▸ Objectif: Pouvez-vous reproduire à l'identique toutes les lignes ci-dessous, sans y inclure les images ?
★ ★ ★ ★ ★
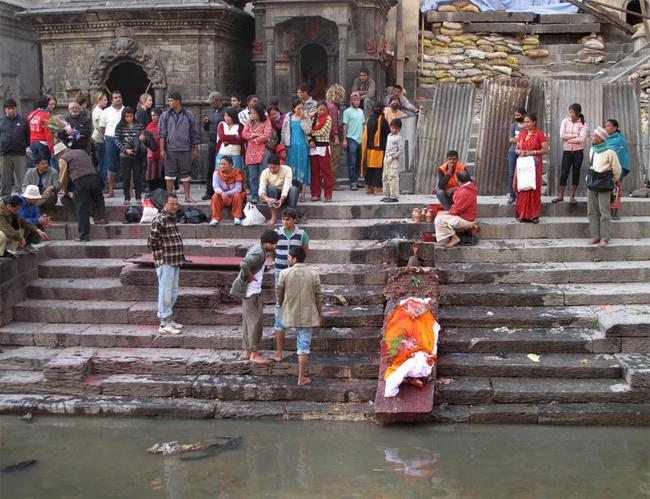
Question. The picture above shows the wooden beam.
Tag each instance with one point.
(605, 16)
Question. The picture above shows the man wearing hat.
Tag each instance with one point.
(46, 179)
(210, 122)
(14, 229)
(30, 211)
(75, 165)
(179, 143)
(14, 139)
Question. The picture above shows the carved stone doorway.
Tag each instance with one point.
(313, 69)
(130, 79)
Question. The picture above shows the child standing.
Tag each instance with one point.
(392, 158)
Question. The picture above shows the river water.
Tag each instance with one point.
(102, 458)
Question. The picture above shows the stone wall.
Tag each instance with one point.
(19, 60)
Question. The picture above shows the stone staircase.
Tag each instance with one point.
(85, 339)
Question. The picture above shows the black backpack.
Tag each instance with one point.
(191, 215)
(132, 215)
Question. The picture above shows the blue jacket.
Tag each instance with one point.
(29, 212)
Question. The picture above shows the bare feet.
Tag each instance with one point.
(256, 358)
(453, 241)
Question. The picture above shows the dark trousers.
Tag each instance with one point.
(571, 162)
(88, 192)
(209, 168)
(131, 166)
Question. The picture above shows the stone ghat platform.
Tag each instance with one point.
(537, 326)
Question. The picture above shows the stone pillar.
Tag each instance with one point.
(269, 32)
(343, 55)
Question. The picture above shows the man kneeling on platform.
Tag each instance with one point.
(16, 233)
(228, 185)
(276, 189)
(300, 299)
(461, 216)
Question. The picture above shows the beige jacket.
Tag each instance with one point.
(299, 296)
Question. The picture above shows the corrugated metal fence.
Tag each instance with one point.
(500, 98)
(443, 126)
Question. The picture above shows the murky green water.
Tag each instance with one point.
(97, 458)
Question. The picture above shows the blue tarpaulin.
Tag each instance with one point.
(534, 6)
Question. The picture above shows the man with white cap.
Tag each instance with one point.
(604, 170)
(210, 122)
(30, 211)
(75, 165)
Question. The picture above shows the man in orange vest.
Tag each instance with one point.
(447, 180)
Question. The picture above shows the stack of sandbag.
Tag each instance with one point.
(593, 49)
(448, 55)
(459, 6)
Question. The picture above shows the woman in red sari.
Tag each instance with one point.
(532, 142)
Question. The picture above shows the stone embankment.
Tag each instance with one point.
(537, 326)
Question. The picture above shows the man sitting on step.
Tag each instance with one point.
(461, 216)
(15, 230)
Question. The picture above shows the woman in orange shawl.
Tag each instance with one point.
(228, 183)
(373, 146)
(410, 344)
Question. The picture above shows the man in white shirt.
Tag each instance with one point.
(108, 120)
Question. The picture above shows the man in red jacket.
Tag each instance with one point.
(461, 216)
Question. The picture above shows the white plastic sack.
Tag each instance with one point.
(526, 174)
(148, 214)
(252, 216)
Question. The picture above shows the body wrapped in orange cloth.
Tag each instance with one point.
(410, 343)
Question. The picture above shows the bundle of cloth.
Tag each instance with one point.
(410, 344)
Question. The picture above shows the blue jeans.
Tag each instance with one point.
(512, 163)
(40, 151)
(292, 197)
(100, 155)
(111, 157)
(167, 289)
(303, 340)
(354, 151)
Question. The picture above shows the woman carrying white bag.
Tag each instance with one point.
(532, 144)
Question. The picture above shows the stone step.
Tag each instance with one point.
(551, 365)
(546, 272)
(29, 358)
(369, 207)
(183, 408)
(131, 312)
(232, 388)
(332, 251)
(326, 339)
(565, 227)
(545, 294)
(340, 274)
(77, 268)
(518, 317)
(166, 361)
(188, 297)
(473, 391)
(112, 289)
(525, 340)
(541, 251)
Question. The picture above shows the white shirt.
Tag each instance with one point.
(255, 287)
(109, 119)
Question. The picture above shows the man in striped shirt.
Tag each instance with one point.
(166, 243)
(289, 236)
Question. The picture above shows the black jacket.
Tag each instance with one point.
(14, 135)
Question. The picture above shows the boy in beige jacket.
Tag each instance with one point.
(300, 299)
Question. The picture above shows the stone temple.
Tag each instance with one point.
(193, 46)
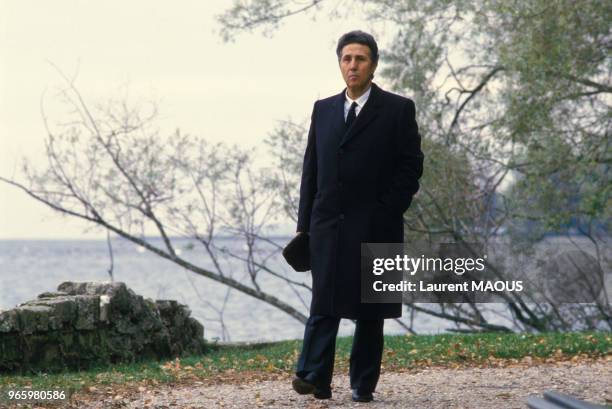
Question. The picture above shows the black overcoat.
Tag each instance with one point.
(356, 184)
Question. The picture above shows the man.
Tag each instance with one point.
(361, 168)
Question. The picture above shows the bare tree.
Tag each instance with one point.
(109, 166)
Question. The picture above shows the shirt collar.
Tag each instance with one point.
(361, 100)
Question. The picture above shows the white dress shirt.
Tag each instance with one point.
(360, 102)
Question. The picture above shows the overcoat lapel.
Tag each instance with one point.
(366, 115)
(338, 124)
★ ★ ★ ★ ★
▸ Résultat obtenu:
Question. The picture above shows the wooden beam.
Tag each instance with one point.
(605, 16)
Question. The picture above shows the man wearing hat.
Tag each instance with one point.
(46, 179)
(210, 122)
(14, 229)
(30, 211)
(75, 165)
(179, 143)
(14, 139)
Question. The picture above shows the carved stone doorway.
Tag each instance with one point.
(313, 69)
(130, 79)
Question. The picture above shows the child standing.
Tag each instance with one point.
(392, 158)
Question. The picture above shows the river water.
Tag each instance with one point.
(102, 458)
Question. The picture above shows the stone wall.
Tag each instance with one point.
(19, 60)
Question. The picture above shows the stone staircase.
Tag each instance with one point.
(85, 339)
Question. The picture above shows the black backpack.
Tag each instance with one point.
(191, 215)
(132, 215)
Question. The picture above shows the blue jacket.
Tag each instance with one point.
(29, 212)
Question. The picture above shows the bare feet.
Tag each instance with one point.
(256, 358)
(453, 241)
Question. The picture above shows the dark trousers.
Tag each instance with one point.
(571, 162)
(88, 192)
(209, 168)
(131, 166)
Question. The picture above shows the stone ghat platform.
Tag each instance with one point.
(537, 326)
Question. The picture above shows the stone pillar.
Tag each instance with one point.
(269, 32)
(343, 55)
Question. The picture above shows the man kneeling on platform.
Tag each instance with one point.
(16, 233)
(228, 185)
(276, 189)
(300, 299)
(461, 216)
Question. The picture above shows the beige jacket.
Tag each instance with one point.
(299, 296)
Question. The picture above shows the corrugated metal fence.
Tag each instance with one point.
(500, 98)
(443, 126)
Question. The picture above shows the murky green water.
Tag each instance with one point.
(97, 458)
Question. The picture above shows the blue tarpaulin.
Tag each instance with one point.
(534, 6)
Question. The picture above shows the man with white cap.
Tag each instance with one point.
(604, 170)
(210, 122)
(30, 211)
(75, 165)
Question. The picture above shows the man in orange vest.
Tag each instance with one point.
(447, 180)
Question. The picture above shows the stack of sandbag.
Tag each instance with one point.
(593, 49)
(448, 55)
(459, 6)
Question. The picture above shows the woman in red sari.
Tag each instance with one point.
(532, 142)
Question. The picture above shows the stone embankment.
Tag each instance with one point.
(537, 326)
Question. The picture above shows the man sitting on step.
Tag each instance with one point.
(461, 216)
(15, 230)
Question. The picture above shows the woman in orange shawl.
Tag each instance with one point.
(228, 183)
(373, 146)
(410, 344)
Question. The picture above shows the man in white shirt.
Tag each instance with one point.
(108, 120)
Question. The picture above shows the man in red jacket.
Tag each instance with one point.
(461, 216)
Question. The picture above shows the white plastic sack.
Tag each instance with one point.
(526, 174)
(148, 214)
(252, 216)
Question. The picture above shows the body wrapped in orange cloth.
Tag each instance with one point.
(410, 343)
Question. The picture above shows the bundle of cloth.
Tag each instance with one point.
(410, 344)
Question. The picture above shows the blue jeans.
Tag each instance with one point.
(512, 163)
(40, 151)
(292, 197)
(100, 155)
(111, 157)
(167, 289)
(303, 340)
(354, 151)
Question. The picture above shows the woman carrying white bag.
Tag each instance with one point.
(532, 144)
Question. The picture above shows the stone step.
Tag each instance with one point.
(551, 365)
(546, 272)
(29, 358)
(369, 207)
(183, 408)
(131, 312)
(232, 388)
(332, 251)
(326, 339)
(565, 227)
(545, 294)
(340, 274)
(77, 268)
(518, 317)
(166, 361)
(188, 297)
(473, 391)
(112, 289)
(525, 340)
(541, 251)
Question. The picture above shows the white shirt.
Tag each instance with one point.
(255, 287)
(109, 119)
Question. The picture above shows the man in striped shirt.
Tag each instance with one point.
(166, 243)
(289, 236)
Question. The picture above shows the black jacket.
Tag each instance with one point.
(14, 135)
Question. The picture above shows the boy in beige jacket.
Tag each instance with one point.
(300, 299)
Question. The picture above shows the stone temple.
Tag each instance with one point.
(193, 46)
Question. The picture above shows the black overcoat.
Tag each instance with one point.
(356, 184)
Question. The picture above shows the man.
Tag each instance with one point.
(361, 168)
Question. The picture above shows the bare tree.
Tag each instance with one point.
(109, 166)
Question. The picture above shows the shirt collar.
Tag each instance with one point.
(361, 100)
Question. The picture above shows the white dress shirt.
Tag each instance with one point.
(360, 102)
Question. The picture above shows the overcoat lapel.
Tag each instance with one point.
(366, 115)
(338, 124)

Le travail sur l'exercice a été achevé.